(begin)
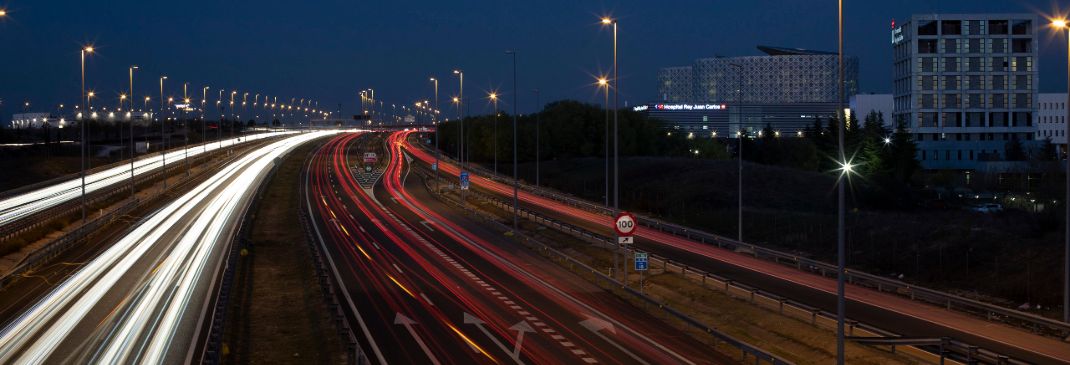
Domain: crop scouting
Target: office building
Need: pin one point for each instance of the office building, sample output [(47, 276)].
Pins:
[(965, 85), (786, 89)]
(end)
(begin)
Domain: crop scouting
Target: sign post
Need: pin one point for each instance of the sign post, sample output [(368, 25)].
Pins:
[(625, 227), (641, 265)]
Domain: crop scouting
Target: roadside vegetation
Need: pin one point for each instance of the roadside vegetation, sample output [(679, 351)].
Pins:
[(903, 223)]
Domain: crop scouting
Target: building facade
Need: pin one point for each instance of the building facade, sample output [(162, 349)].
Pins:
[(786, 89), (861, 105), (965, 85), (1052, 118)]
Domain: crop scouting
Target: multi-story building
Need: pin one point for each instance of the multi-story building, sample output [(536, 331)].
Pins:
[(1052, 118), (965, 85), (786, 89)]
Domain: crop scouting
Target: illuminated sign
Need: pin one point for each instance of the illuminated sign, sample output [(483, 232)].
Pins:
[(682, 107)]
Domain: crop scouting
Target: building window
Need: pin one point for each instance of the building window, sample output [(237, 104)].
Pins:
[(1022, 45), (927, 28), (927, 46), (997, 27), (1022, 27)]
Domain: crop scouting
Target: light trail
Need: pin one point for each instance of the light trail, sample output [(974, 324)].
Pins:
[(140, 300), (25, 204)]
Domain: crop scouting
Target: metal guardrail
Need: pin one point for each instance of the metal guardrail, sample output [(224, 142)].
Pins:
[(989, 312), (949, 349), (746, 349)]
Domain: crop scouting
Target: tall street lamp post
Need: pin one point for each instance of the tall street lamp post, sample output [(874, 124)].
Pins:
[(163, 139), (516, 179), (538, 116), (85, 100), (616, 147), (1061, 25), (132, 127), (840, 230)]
(end)
(begin)
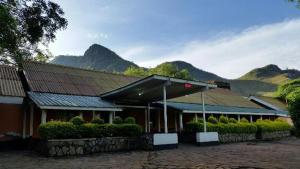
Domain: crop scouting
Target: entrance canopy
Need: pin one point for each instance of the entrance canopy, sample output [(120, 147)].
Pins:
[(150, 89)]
(end)
Your goal:
Locate every line in the listing above that contains the word "office" and copy each of those lines. Match case exactly.

Answer:
Target: office building
Need: pin one point for each instance of the office building, sample output [(47, 276)].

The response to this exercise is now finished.